SPARK 2.4 Standalone + Multiple Workers on a single multi-core server; Submissions are waiting on resources

Question

On a reasonably equipped 64-bit Fedora (home) server with 12-Cores and 64gb-RAM, I have Spark 2.4 running in Standalone mode with the following configuration in ./spark-env.sh (where not shown are the items in that file that I have left commented out):

# =====================================================================
# Options for the daemons used in the standalone deploy mode
# =====================================================================
export SPARK_MASTER_HOST=dstorm
export SPARK_MASTER_PORT=7077
export SPARK_MASTER_WEBUI_PORT=8080 # JupyterLab uses port 8888.
# ---------------------------------------------------------------------
export SPARK_WORKER_CORES=3     # 12  # To Set number of worker cores to use on this machine.
export SPARK_WORKER_MEMORY=4g         # Total RAM workers have to give executors (e.g. 2g)

**SOURCE DATA**
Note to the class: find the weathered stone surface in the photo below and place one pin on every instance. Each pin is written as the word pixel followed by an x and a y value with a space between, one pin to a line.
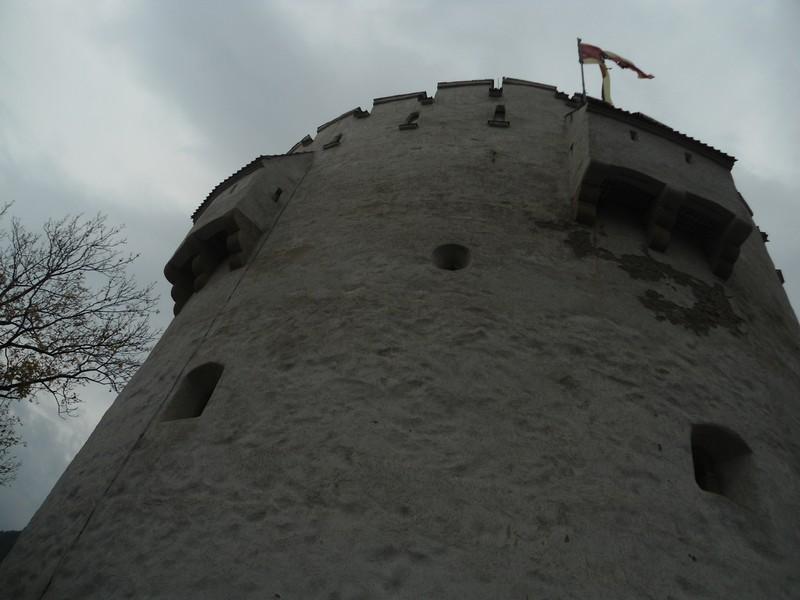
pixel 383 428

**TASK SET**
A. Based on the Spark 2.4 question, do these statements agree with it? (i) The server has 12 cores and 64 GB of RAM. (ii) The master port is set to 8080. (iii) Worker memory is set to 4g. Answer yes or no for each, and quote the deciding words.
B. Write what comes next in the Spark 2.4 question, picking up after its final line.
The data come from a separate source.

**ANSWERS FOR THE EXERCISE**
A.
(i) Yes: "12-Cores and 64gb-RAM"
(ii) No: "export SPARK_MASTER_PORT=7077"
(iii) Yes: "export SPARK_WORKER_MEMORY=4g"

B.
export SPARK_WORKER_WEBUI_PORT=8081   # Default: 8081
export SPARK_WORKER_INSTANCES=4 # 5   # Number of workers on this server.
# ---------------------------------------------------------------------
export SPARK_DAEMON_MEMORY=1g      # To allocate to MASTER, WORKER and HISTORY daemons themselves (Def: 1g).
# =====================================================================

# =====================================================================
# Generic options for the daemons used in the standalone deploy mode
# =====================================================================
export SPARK_PID_DIR=${SPARK_HOME}/pid # PID file location.
# =====================================================================

After starting the Spark MASTER and WORKERS under this configuration, I then start Jupyter with just two Notebook tabs that point to this Spark Standalone Cluster.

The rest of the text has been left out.